* _Dataset extract_

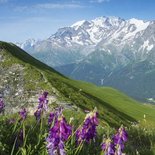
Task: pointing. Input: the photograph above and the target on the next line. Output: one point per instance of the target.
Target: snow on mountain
(112, 34)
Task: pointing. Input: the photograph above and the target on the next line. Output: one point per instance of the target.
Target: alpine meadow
(77, 77)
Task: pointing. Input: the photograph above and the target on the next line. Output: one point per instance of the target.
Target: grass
(114, 107)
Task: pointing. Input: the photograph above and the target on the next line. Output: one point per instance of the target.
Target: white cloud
(58, 6)
(98, 1)
(49, 6)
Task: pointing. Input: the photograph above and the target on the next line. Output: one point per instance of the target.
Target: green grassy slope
(114, 107)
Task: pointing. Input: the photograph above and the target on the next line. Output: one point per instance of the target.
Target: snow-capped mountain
(71, 44)
(99, 49)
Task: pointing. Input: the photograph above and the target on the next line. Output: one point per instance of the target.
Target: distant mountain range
(23, 78)
(106, 51)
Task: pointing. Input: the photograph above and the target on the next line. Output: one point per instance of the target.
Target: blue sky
(24, 19)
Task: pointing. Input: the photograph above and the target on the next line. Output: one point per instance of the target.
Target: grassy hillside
(114, 107)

* _Stated problem_
Copy all of the entries above verbatim, line by line. Omit the picture from your output.

* _Result_
Task: pointing. Input: the photograph above and the target on the next line. Output: one point per instance of the target.
Target: snow on mountain
(112, 34)
Task: pointing. Input: the photograph above and the target on the next line. Output: one point per instance of the target.
Target: alpine meadow
(77, 77)
Task: pointing. Input: the photograph above and the target on the next line. Output: one point per instance of the target.
Target: grass
(114, 107)
Task: pointing. Input: the photograph above and the target on the next line. Output: one point per instance of the target.
Target: white cloud
(58, 6)
(98, 1)
(49, 6)
Task: pointing. Input: the photograph above and the target on the next line. Output: one point per instance of the target.
Target: green grassy slope
(114, 107)
Task: pointing. Input: the photograph above and the target on the next line. Output: one point per instance of the target.
Target: snow-capped mountain
(71, 44)
(99, 49)
Task: pointing. Input: the photograph above and the target on the next line. Output: one point per instance of the target.
Target: distant mountain range
(23, 78)
(106, 51)
Task: pointing. Input: the photograph above and the target on the next line. Output: one point per instance of the target.
Target: blue sky
(24, 19)
Task: pointing. Input: the photograph above and the target on the next line. Output: one point per instance of the target.
Target: grassy hillside
(114, 107)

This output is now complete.